--- START MATERIAL FOR THIS EXERCISE ---

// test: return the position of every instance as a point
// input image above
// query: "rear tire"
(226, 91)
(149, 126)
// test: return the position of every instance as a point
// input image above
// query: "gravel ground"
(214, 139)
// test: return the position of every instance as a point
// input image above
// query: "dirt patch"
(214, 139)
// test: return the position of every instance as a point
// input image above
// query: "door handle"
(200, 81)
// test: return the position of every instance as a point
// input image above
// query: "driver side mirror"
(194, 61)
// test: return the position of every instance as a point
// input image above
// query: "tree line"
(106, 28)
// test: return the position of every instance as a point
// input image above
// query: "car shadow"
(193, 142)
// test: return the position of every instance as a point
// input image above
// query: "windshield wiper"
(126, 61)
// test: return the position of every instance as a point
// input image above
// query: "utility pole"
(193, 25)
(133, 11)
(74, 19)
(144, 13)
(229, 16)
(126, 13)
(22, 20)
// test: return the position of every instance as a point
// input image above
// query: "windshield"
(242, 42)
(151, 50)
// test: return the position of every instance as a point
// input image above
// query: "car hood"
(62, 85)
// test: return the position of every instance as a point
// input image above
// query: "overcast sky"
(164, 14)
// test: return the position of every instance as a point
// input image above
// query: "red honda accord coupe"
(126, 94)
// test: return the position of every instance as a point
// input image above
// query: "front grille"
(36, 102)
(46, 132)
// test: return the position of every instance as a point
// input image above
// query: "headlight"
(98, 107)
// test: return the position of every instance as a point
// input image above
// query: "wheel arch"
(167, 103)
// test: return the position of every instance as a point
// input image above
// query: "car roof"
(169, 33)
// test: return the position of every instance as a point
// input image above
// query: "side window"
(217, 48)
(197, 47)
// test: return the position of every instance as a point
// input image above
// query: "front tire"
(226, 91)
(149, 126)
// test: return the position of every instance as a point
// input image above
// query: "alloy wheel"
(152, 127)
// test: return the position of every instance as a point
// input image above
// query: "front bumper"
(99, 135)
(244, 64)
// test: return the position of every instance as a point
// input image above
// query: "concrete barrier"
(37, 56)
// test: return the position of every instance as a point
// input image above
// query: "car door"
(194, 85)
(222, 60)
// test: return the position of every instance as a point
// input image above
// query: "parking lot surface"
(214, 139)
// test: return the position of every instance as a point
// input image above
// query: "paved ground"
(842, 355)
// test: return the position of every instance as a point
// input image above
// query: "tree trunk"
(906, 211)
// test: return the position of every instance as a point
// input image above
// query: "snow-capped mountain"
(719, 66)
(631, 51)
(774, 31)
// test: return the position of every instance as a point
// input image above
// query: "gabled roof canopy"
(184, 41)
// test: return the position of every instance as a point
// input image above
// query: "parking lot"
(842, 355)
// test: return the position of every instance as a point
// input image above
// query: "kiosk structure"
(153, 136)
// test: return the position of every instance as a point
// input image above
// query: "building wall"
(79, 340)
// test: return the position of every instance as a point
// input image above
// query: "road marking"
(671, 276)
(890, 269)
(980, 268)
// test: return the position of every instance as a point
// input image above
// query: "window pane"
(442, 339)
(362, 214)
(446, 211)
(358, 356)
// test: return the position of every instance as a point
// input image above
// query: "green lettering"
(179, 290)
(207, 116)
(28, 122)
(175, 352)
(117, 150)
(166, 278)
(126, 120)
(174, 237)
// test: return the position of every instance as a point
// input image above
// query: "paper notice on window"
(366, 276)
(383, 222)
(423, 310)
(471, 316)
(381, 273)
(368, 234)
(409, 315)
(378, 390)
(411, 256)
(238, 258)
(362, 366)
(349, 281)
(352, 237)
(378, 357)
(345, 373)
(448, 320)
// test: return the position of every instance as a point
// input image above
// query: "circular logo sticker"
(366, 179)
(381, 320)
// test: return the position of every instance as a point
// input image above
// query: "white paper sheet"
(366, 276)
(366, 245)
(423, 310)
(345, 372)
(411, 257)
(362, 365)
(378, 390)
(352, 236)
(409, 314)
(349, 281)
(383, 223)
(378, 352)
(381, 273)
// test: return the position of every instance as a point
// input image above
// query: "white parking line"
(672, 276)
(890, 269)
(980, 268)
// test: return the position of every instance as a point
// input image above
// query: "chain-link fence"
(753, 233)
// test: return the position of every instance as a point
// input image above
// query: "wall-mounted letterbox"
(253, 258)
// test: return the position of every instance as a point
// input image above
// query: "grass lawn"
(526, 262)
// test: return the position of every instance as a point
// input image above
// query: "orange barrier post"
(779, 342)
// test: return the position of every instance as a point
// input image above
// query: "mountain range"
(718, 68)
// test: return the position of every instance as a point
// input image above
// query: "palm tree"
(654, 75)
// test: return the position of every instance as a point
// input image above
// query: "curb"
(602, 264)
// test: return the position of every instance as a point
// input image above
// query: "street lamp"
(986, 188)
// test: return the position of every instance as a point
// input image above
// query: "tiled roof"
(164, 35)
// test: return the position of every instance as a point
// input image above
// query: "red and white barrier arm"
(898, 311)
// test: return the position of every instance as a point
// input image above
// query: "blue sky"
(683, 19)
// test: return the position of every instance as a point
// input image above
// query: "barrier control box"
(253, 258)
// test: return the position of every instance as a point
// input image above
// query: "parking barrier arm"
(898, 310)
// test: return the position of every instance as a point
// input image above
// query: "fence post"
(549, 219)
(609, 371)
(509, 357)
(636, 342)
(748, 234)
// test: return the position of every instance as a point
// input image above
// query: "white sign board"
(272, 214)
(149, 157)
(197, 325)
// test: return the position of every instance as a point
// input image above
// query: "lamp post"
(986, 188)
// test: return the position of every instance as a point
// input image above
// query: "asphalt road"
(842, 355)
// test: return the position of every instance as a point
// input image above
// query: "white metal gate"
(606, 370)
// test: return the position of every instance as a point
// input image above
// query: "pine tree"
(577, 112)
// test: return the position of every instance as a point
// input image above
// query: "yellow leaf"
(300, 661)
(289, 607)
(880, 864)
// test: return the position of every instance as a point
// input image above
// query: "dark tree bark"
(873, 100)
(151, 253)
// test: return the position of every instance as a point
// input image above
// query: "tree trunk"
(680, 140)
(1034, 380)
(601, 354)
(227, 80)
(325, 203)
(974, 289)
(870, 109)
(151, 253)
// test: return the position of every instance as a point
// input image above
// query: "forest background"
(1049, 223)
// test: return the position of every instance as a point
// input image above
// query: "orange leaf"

--- END MATERIAL FOR THIS EXERCISE ---

## TASK TO CARRY OUT
Type out the entries again, word for word.

## SOLUTION TO THE EXERCISE
// test: return the position of every instance as a point
// input image above
// query: "rear tire"
(226, 91)
(149, 126)
// test: return the position of every instance as a point
// input image above
// query: "gravel ground"
(214, 139)
// test: return the position of every instance as a point
// input image above
// query: "dirt patch"
(214, 139)
// test: return the position of every instance as a point
// input image above
// query: "door handle"
(200, 81)
// test: return the position of every instance as a point
// input image above
// query: "driver side mirror"
(194, 61)
// test: return the position of every instance as a point
// input image above
// query: "tree line"
(106, 28)
// test: return the position of every instance as a point
// input image above
// query: "car shadow"
(193, 142)
// test: return the position of every instance as a point
// input image above
// query: "windshield wiper"
(126, 61)
// test: return the position of every instance as a point
// input image above
// query: "utility pole"
(193, 25)
(133, 11)
(74, 19)
(144, 13)
(229, 16)
(126, 13)
(22, 20)
// test: return the position of every instance as a point
// input image above
// query: "windshield"
(242, 42)
(151, 50)
// test: return the position of every instance as a point
// input image above
// query: "car hood"
(62, 85)
// test: return the position of every instance as a point
// input image above
// query: "overcast sky"
(164, 14)
// test: return the position of every instance as a point
// input image above
// query: "red honda accord coupe"
(126, 94)
// test: return the position of every instance as a point
// input image above
// query: "front grille"
(36, 102)
(46, 132)
// test: return the position of every instance as a point
// input image above
// query: "headlight"
(98, 107)
// test: return the position of every instance as a point
// input image above
// query: "wheel arch"
(167, 103)
// test: return the position of every instance as a point
// input image above
// query: "car roof"
(169, 33)
// test: return the position of every instance as a point
// input image above
// query: "side window"
(217, 48)
(197, 47)
// test: return the position of every instance as a point
// input image above
// query: "front tire"
(226, 91)
(149, 126)
// test: return the position of every instance as a point
// input image above
// query: "alloy wheel"
(152, 127)
// test: return the position of every instance as a point
// input image above
// query: "front bumper"
(99, 135)
(244, 64)
// test: return the position of every instance as a point
// input image above
// query: "concrete barrier"
(37, 56)
// test: return the position of every instance as a point
// input image above
// query: "car door"
(194, 85)
(222, 60)
// test: return the position of every instance as a point
// input image above
// query: "parking lot surface"
(214, 139)
// test: return the position of every instance as a point
// input image above
// query: "paved ground"
(842, 355)
// test: return the position of every instance as a point
// input image above
// query: "tree trunk"
(906, 211)
// test: return the position of every instance as a point
// input image above
// query: "snow-capped mountain"
(719, 66)
(631, 51)
(774, 31)
// test: return the position of every instance as a point
// input image above
// query: "gabled roof canopy"
(184, 41)
// test: return the position of every instance as a point
// input image above
// query: "parking lot"
(842, 355)
// test: return the position of every instance as a point
// input image above
// query: "kiosk structure"
(153, 136)
// test: return the position of every instance as a point
// input image above
// query: "building wall"
(79, 340)
// test: return the position of every instance as a point
// input image above
// query: "road marking"
(671, 276)
(890, 269)
(980, 268)
// test: return the position of every instance as a point
// input image above
// query: "window pane"
(442, 339)
(362, 214)
(446, 211)
(358, 356)
// test: return the position of every instance as a point
// input image above
// query: "green lettering"
(179, 290)
(207, 116)
(28, 122)
(175, 352)
(117, 150)
(166, 278)
(126, 120)
(174, 237)
// test: return the position of every instance as a point
// input image above
// query: "paper notice on window"
(366, 276)
(383, 222)
(423, 310)
(471, 316)
(381, 273)
(368, 234)
(409, 315)
(378, 390)
(411, 256)
(238, 258)
(362, 366)
(349, 281)
(352, 237)
(378, 357)
(345, 373)
(448, 320)
// test: return the position of every instance as a point
// input image above
// query: "circular logo sticker"
(366, 179)
(381, 320)
// test: return the position of every instance as a point
// input image above
// query: "white paper sheet"
(366, 276)
(366, 245)
(423, 310)
(345, 372)
(411, 257)
(362, 365)
(378, 390)
(352, 236)
(409, 314)
(349, 281)
(383, 223)
(378, 352)
(381, 273)
// test: return the position of every instance as a point
// input image above
// query: "white parking line"
(672, 276)
(890, 269)
(980, 268)
// test: return the position of every instance as a point
// input image above
// query: "chain-link fence"
(753, 233)
// test: return the position of every instance as a point
// input image above
// query: "wall-mounted letterbox"
(253, 258)
// test: return the position of every instance as a point
// input image above
// query: "grass lawn"
(526, 262)
// test: return the position of every instance as a point
// input image above
// query: "orange barrier post"
(779, 342)
// test: return the position of every instance as a point
// input image above
// query: "mountain range"
(718, 68)
// test: return the position of every instance as a point
// input image above
// query: "palm tree"
(654, 75)
// test: return the position of every instance as a point
// input image above
// query: "curb"
(602, 264)
// test: return the position of every instance as a point
// input image above
// query: "street lamp"
(986, 188)
// test: return the position of every instance as a point
// input image above
// query: "tiled roof"
(164, 35)
// test: return the position of every instance as a point
// input image above
// query: "red and white barrier arm"
(898, 311)
// test: return the position of every instance as a point
// input image above
// query: "blue sky"
(683, 19)
// test: return the position of every instance as a point
// input image above
// query: "barrier control box"
(253, 258)
// test: return the position of every instance as a point
// input image above
// query: "parking barrier arm"
(898, 310)
// test: return the position of every instance as a point
// input image above
// query: "fence post"
(549, 219)
(609, 371)
(509, 357)
(636, 342)
(748, 234)
// test: return the position of every instance as a point
// input image above
// query: "white sign board"
(272, 214)
(149, 157)
(197, 325)
// test: return the position of every instance as a point
// input image above
// query: "lamp post"
(986, 188)
// test: return the position of every instance as a point
// input image above
// query: "asphalt road"
(842, 355)
// test: return the position of every instance as a point
// input image above
// query: "white metal gate"
(606, 370)
// test: return the position of every instance as a point
// input image above
// query: "pine tree"
(577, 112)
// test: return the position of every instance as a point
// input image above
// query: "yellow leaf"
(300, 661)
(289, 607)
(880, 864)
// test: return the position of every instance as a point
// input image above
// query: "dark tree bark"
(873, 100)
(151, 253)
// test: return the position of every instance as a point
// input image above
// query: "tree trunk"
(680, 140)
(1034, 380)
(601, 354)
(227, 80)
(325, 203)
(974, 289)
(870, 109)
(151, 253)
// test: return the position of every instance as a point
// input image above
// query: "forest background"
(1049, 223)
// test: return the position of every instance as a point
// input image above
// query: "orange leaf"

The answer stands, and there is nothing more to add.